■ JOB: Find the line that contains "rock shown in this photo?" in the entries below. Output it and each later line exactly, and nothing else.

■ DATA SUPPLIED:
'''

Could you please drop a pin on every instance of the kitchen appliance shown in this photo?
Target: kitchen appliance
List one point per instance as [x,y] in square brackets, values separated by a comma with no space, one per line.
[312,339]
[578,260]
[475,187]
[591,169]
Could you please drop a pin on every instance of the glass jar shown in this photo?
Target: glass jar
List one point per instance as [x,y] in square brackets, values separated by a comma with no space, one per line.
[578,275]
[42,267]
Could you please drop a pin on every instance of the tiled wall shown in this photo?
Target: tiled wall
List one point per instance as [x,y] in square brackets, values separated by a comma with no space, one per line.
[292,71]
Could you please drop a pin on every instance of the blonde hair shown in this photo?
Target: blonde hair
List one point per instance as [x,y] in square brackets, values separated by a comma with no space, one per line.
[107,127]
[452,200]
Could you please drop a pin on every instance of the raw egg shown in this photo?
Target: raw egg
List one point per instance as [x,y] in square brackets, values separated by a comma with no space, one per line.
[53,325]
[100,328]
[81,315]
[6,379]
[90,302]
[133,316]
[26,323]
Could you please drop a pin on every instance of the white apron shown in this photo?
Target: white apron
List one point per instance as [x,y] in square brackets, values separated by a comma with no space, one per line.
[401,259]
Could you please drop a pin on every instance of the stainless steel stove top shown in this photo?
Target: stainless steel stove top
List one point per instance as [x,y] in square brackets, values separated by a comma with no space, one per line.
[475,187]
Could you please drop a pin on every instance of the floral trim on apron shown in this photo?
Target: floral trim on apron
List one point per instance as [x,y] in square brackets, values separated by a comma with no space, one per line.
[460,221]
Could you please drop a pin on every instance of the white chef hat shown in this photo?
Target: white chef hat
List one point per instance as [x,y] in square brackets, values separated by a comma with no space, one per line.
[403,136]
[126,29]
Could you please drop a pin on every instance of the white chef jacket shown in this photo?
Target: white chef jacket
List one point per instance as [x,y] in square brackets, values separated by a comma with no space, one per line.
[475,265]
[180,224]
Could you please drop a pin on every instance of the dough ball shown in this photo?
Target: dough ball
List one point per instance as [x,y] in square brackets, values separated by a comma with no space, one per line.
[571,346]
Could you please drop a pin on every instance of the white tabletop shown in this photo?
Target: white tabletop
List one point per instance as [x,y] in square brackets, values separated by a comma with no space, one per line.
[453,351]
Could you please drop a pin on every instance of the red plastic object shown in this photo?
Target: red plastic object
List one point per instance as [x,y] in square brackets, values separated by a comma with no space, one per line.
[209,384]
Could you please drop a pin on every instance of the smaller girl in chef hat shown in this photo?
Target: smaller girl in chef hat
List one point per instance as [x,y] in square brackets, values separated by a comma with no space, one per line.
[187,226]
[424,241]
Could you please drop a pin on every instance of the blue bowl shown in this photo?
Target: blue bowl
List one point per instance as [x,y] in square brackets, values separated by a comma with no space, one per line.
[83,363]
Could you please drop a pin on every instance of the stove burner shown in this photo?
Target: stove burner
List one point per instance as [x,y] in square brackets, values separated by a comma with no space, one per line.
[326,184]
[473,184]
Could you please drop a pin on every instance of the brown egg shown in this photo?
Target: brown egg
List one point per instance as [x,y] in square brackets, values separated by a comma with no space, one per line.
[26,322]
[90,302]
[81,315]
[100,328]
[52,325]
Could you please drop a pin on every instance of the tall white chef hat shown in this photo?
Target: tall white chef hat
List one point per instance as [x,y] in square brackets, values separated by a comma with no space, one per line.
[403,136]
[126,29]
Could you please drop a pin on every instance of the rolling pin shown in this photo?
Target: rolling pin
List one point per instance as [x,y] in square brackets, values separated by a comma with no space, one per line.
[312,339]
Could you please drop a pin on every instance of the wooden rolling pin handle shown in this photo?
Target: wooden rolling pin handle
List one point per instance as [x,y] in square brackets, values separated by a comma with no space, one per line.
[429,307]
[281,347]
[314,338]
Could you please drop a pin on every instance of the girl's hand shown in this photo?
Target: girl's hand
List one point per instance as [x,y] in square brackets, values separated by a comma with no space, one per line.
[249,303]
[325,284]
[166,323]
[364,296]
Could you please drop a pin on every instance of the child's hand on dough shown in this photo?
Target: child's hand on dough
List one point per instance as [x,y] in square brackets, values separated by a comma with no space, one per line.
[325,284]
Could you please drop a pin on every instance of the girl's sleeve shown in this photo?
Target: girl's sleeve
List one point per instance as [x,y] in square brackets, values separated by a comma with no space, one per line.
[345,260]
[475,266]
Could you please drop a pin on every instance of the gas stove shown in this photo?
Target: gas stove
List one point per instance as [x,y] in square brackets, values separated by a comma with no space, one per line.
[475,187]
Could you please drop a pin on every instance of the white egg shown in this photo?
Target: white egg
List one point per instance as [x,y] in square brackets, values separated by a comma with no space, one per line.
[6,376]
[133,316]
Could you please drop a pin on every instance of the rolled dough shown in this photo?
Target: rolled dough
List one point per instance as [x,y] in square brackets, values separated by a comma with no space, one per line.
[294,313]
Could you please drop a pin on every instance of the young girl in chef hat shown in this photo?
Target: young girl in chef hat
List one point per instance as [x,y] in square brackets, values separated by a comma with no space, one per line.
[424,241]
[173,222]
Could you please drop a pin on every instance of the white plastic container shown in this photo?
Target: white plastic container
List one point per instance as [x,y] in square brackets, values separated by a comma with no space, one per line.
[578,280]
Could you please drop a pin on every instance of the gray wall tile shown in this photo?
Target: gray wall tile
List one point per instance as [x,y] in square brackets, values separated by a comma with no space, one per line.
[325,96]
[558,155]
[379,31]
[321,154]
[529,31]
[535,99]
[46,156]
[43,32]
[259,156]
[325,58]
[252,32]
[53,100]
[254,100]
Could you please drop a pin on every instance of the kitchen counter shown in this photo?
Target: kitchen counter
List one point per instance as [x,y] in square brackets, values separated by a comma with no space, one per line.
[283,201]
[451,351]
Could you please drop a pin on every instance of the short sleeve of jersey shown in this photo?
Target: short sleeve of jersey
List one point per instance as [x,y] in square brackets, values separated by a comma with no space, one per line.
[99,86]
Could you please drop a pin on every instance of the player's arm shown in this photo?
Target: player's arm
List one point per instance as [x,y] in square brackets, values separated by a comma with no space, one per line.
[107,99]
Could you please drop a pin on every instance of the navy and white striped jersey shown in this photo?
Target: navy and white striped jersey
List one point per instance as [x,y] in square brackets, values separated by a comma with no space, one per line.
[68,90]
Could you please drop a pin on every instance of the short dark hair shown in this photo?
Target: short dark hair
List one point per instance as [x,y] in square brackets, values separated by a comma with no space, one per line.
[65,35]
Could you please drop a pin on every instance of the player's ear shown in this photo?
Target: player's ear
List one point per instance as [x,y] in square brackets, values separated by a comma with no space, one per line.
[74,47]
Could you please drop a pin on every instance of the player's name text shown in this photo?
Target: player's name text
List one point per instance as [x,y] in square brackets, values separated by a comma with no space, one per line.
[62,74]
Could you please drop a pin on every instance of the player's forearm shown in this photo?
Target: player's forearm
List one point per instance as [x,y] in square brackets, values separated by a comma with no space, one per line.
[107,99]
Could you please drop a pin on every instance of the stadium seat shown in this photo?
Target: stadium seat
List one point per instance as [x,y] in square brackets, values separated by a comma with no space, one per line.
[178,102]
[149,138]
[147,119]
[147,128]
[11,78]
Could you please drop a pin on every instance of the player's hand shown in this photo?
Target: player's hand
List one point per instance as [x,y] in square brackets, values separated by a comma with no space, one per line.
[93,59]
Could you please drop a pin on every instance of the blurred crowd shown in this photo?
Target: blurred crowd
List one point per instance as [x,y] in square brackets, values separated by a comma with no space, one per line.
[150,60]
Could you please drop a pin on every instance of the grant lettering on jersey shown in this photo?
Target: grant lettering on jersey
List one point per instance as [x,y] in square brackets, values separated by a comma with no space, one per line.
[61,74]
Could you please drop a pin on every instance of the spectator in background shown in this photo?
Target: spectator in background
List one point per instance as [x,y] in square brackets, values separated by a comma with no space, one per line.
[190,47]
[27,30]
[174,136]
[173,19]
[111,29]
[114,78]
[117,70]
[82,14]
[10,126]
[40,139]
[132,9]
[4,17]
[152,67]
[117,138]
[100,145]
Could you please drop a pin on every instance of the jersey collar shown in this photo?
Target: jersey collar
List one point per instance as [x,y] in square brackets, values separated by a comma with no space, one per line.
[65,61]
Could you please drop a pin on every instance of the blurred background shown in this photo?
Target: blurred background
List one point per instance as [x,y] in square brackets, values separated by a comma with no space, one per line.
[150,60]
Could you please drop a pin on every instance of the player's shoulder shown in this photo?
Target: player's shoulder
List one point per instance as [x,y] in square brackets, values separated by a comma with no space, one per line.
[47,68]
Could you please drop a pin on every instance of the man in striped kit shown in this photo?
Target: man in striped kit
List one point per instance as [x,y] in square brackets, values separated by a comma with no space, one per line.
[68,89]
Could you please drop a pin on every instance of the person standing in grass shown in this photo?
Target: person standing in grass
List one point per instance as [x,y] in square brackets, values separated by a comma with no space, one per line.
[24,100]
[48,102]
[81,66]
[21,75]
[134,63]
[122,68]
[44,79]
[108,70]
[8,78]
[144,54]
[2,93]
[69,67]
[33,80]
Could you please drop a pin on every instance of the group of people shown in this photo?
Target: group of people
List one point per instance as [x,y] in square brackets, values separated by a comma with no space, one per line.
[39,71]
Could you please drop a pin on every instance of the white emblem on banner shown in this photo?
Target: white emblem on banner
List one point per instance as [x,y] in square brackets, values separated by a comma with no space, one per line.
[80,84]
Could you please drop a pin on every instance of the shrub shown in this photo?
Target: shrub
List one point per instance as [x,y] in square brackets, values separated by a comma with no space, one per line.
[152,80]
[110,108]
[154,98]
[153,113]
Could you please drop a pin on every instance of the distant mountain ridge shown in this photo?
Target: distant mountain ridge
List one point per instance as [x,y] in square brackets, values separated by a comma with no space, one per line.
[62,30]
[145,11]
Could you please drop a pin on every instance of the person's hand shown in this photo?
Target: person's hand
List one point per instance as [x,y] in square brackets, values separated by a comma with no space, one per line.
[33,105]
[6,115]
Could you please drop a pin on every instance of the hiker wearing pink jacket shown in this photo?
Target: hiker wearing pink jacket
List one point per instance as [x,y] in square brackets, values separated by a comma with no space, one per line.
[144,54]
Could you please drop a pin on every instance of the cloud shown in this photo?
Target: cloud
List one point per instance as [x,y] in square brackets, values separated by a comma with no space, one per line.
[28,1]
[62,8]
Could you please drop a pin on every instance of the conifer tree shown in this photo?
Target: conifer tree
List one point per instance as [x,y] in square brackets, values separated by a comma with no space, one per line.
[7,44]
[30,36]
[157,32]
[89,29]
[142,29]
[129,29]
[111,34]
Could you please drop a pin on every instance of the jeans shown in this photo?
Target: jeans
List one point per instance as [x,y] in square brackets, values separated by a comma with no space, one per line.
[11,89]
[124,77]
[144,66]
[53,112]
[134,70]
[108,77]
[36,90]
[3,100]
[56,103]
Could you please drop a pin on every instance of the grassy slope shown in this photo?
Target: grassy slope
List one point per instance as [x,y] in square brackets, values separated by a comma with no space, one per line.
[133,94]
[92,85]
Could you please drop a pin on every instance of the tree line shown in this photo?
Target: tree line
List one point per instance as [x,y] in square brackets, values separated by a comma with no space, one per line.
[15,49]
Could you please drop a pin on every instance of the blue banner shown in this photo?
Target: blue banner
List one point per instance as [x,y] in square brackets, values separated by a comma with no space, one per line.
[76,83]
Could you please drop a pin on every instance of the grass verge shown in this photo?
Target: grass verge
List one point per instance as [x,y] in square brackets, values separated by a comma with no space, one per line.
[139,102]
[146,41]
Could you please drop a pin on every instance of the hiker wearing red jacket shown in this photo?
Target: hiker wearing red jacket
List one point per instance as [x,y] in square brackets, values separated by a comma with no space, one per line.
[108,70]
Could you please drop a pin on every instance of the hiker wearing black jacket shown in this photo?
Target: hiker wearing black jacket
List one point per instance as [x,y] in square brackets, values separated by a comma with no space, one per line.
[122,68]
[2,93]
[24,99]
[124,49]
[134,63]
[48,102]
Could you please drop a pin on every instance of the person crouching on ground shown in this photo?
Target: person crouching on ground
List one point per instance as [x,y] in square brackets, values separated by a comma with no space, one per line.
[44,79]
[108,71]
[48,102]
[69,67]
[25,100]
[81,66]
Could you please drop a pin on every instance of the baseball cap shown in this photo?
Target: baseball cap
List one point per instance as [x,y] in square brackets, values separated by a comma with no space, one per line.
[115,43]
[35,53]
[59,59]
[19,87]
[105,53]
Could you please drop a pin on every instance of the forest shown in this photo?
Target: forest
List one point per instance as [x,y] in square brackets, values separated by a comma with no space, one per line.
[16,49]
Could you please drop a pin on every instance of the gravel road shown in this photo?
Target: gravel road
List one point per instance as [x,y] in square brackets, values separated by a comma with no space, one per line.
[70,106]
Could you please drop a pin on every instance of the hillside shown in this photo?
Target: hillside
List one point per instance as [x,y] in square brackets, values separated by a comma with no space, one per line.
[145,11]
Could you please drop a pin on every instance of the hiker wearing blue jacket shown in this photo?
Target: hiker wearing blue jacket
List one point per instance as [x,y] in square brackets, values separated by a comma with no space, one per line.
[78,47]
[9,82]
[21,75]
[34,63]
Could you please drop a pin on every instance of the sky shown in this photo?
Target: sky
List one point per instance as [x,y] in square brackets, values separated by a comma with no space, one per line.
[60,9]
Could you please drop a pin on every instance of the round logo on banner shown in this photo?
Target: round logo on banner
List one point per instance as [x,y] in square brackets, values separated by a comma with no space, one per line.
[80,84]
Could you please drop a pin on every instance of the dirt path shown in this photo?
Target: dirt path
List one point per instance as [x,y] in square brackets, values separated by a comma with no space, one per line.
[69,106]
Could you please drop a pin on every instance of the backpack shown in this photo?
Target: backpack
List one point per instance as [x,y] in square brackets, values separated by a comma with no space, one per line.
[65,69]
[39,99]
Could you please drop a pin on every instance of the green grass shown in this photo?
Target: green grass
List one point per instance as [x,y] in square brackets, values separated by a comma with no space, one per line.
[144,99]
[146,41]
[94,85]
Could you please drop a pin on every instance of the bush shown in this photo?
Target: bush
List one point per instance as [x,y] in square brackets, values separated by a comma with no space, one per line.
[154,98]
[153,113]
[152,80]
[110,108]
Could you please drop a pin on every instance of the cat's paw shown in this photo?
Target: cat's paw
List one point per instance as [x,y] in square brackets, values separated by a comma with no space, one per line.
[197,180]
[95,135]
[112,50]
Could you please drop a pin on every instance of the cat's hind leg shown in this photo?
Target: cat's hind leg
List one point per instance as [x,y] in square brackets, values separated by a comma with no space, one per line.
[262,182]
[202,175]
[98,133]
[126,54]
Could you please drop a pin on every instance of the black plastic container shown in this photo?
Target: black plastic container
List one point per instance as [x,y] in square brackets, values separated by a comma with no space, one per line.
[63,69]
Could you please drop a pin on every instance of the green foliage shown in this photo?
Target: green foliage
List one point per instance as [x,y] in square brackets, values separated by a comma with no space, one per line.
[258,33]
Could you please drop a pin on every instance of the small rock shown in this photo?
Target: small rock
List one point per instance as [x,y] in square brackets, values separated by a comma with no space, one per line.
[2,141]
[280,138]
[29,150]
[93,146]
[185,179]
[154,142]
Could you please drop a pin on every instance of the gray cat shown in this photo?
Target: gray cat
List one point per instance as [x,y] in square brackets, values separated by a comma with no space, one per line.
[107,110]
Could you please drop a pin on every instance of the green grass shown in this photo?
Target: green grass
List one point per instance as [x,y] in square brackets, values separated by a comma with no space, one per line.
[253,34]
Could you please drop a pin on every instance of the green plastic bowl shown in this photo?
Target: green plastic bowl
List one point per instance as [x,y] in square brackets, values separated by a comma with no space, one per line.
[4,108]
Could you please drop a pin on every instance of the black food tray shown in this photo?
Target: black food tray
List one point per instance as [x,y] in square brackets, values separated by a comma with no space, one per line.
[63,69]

'''

■ RESULT FOR THIS TASK:
Could you please drop a pin on every instance of the small rock shown in this photo?
Target: small rock
List one point per instance as [x,y] in square brackets, values separated by a comma with no space, one per line.
[2,141]
[280,138]
[29,150]
[93,146]
[185,179]
[154,142]
Could you please drop a pin on every instance of the gray cat shown in this photo?
Target: gray cat
List one point per instance as [x,y] in square brackets, values separated by a comma with no space, one per line.
[107,110]
Could you please drop a pin on every instance of the green grass shown in this photo?
Target: green grass
List one point per instance as [x,y] in square brackets, values separated by a comma with no space, one per line.
[253,34]
Could you please drop a pin on every instance of the green plastic bowl shown in this photo?
Target: green plastic bowl
List one point per instance as [x,y] in square brackets, values separated by a comma with no space, one per line.
[4,108]
Could you please drop a pin on every instance of the black food tray shown in this photo?
Target: black food tray
List one point per instance as [x,y] in square brackets, values separated by a comma with no space, one per line.
[63,69]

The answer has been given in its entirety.